* [GIVEN INSTRUCTION]:
Please copy the material below, reproducing every line without any change.
•••••
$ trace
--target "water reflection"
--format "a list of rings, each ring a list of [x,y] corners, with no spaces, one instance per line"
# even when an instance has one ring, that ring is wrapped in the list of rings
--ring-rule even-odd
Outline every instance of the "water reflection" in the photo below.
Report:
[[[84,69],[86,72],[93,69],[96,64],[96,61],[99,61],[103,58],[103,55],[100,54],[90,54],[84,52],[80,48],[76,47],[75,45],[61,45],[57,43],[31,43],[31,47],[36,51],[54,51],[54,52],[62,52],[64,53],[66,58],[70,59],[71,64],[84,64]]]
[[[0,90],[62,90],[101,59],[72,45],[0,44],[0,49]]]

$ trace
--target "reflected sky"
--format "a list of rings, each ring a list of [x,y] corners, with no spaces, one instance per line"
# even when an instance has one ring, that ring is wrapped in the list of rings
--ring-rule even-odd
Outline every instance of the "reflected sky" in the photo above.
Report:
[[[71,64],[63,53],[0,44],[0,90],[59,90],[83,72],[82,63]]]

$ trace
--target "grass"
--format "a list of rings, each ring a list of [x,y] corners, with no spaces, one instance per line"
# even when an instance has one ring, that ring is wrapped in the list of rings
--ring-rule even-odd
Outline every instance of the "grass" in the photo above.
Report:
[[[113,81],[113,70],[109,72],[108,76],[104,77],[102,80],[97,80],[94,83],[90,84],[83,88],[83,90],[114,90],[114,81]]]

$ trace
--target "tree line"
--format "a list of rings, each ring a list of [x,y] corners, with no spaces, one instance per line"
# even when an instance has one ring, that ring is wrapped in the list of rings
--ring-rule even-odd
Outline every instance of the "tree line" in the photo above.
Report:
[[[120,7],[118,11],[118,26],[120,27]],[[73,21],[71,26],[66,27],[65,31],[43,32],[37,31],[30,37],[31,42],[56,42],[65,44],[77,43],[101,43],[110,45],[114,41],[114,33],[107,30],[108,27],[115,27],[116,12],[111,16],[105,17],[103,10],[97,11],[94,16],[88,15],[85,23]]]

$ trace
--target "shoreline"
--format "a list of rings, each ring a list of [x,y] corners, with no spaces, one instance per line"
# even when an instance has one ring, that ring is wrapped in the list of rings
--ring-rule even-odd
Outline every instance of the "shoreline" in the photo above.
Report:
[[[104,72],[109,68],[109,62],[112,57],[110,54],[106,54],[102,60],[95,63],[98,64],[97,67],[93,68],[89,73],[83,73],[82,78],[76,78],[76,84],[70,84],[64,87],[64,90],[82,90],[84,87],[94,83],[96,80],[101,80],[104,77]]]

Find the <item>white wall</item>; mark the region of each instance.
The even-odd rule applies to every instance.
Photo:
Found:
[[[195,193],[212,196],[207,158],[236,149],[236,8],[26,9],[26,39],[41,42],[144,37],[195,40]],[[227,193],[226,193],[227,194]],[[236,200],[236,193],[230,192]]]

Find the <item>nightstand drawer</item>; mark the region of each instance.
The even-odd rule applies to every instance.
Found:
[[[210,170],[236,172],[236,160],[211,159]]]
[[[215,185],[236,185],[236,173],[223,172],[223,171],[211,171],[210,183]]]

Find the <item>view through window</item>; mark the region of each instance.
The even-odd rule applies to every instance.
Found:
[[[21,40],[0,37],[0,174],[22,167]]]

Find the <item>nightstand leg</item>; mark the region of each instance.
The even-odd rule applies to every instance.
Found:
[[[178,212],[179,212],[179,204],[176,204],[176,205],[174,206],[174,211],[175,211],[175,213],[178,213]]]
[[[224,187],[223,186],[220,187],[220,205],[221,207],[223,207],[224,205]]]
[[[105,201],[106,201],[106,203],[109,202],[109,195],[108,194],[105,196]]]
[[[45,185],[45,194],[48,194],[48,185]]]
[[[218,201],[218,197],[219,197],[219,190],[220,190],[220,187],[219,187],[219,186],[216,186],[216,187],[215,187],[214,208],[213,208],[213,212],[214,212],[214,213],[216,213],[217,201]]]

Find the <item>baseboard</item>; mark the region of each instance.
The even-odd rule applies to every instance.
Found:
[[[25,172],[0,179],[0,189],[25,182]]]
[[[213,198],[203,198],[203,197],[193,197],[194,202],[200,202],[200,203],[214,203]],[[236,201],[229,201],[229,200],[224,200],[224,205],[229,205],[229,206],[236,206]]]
•••••
* [RESPONSE BELOW]:
$ trace
--target "water reflection"
--format "a list of rings, each ring a list of [x,y] corners, with no spaces, one instance per line"
# even when an instance has one ring, that ring is wrapped in the list of rings
--ring-rule even-odd
Outline every instance of the "water reflection" in the photo below.
Report:
[[[84,69],[86,72],[93,69],[96,64],[96,61],[99,61],[103,58],[103,55],[100,54],[90,54],[84,52],[80,48],[76,47],[75,45],[61,45],[57,43],[31,43],[31,47],[36,51],[54,51],[54,52],[62,52],[64,53],[66,58],[70,59],[71,64],[84,64]]]
[[[0,90],[62,90],[101,59],[72,45],[0,44],[0,49]]]

$ trace
--target "reflected sky"
--format "a list of rings, each ring a list of [x,y] corners, with no spaces, one instance per line"
# even when an instance has one ring, that ring is wrapped in the list of rings
--ring-rule even-odd
Outline every instance of the "reflected sky" in the photo above.
Report:
[[[71,64],[63,53],[0,44],[0,90],[59,90],[83,72],[82,63]]]

$ trace
--target "grass"
--format "a list of rings, each ring a list of [x,y] corners, with no spaces, one instance per line"
# even when an instance has one ring, that ring is wrapped in the list of rings
--ring-rule even-odd
Outline every instance of the "grass" in the photo above.
Report:
[[[113,81],[113,70],[109,72],[108,76],[104,77],[102,80],[97,80],[94,83],[90,84],[83,88],[83,90],[114,90],[114,81]]]

$ trace
--target "tree line"
--format "a list of rings, each ring a list of [x,y] corners, with no spaces, one instance per line"
# even when an instance has one ring, that ring is wrapped in the list of rings
--ring-rule even-odd
Outline every instance of the "tree line" in the photo above.
Report:
[[[120,7],[118,11],[118,26],[120,27]],[[73,21],[71,26],[66,27],[65,31],[43,32],[37,31],[30,37],[31,42],[56,42],[65,44],[77,43],[101,43],[110,45],[114,41],[114,33],[107,30],[108,27],[115,27],[116,12],[111,16],[105,17],[103,10],[97,11],[94,16],[88,15],[85,23]]]

$ trace
--target "shoreline"
--format "a list of rings, each ring a list of [x,y] corners, with no spaces, one instance per line"
# even when an instance has one ring, that ring is wrapped in the list of rings
--ring-rule even-odd
Outline every instance of the "shoreline" in the photo above.
Report:
[[[104,72],[109,68],[109,62],[112,57],[110,54],[106,54],[102,60],[95,63],[98,64],[97,67],[93,68],[89,73],[83,73],[82,78],[76,78],[76,84],[70,84],[64,87],[64,90],[82,90],[84,87],[94,83],[96,80],[101,80],[104,77]]]

Find the <item>white wall</item>; mark the region of each instance.
The even-odd rule applies to every instance.
Photo:
Found:
[[[195,193],[212,196],[207,158],[236,149],[236,8],[26,9],[26,39],[41,42],[144,37],[195,40]],[[227,193],[226,193],[227,194]],[[236,200],[236,193],[230,192]]]

Find the <item>nightstand drawer</item>; mark the region of each instance.
The even-odd rule applies to every instance.
Found:
[[[210,170],[236,172],[236,160],[211,159]]]
[[[215,185],[236,185],[236,173],[223,172],[223,171],[211,171],[210,183]]]

Find the <item>view through window</item>; mark the region of each instance.
The even-odd rule applies to every instance.
Found:
[[[21,40],[0,37],[0,174],[22,167]]]

Find the <item>nightstand leg</item>; mark the region of each instance.
The even-odd rule applies to every instance.
Found:
[[[178,212],[179,212],[179,204],[176,204],[176,205],[174,206],[174,211],[175,211],[175,213],[178,213]]]
[[[224,187],[223,186],[220,187],[220,205],[221,207],[223,207],[224,205]]]
[[[105,201],[106,201],[106,203],[109,202],[109,195],[108,194],[105,196]]]
[[[45,185],[45,194],[48,194],[48,185]]]
[[[218,201],[218,197],[219,197],[219,190],[220,190],[220,187],[219,187],[219,186],[216,186],[216,187],[215,187],[214,208],[213,208],[213,212],[214,212],[214,213],[216,213],[217,201]]]

Find the <item>baseboard</item>; mark the region of each instance.
The even-odd rule applies to every instance.
Found:
[[[25,172],[0,179],[0,189],[25,182]]]
[[[213,198],[203,198],[203,197],[193,197],[194,202],[200,202],[200,203],[214,203]],[[236,201],[229,201],[229,200],[224,200],[224,205],[229,205],[229,206],[236,206]]]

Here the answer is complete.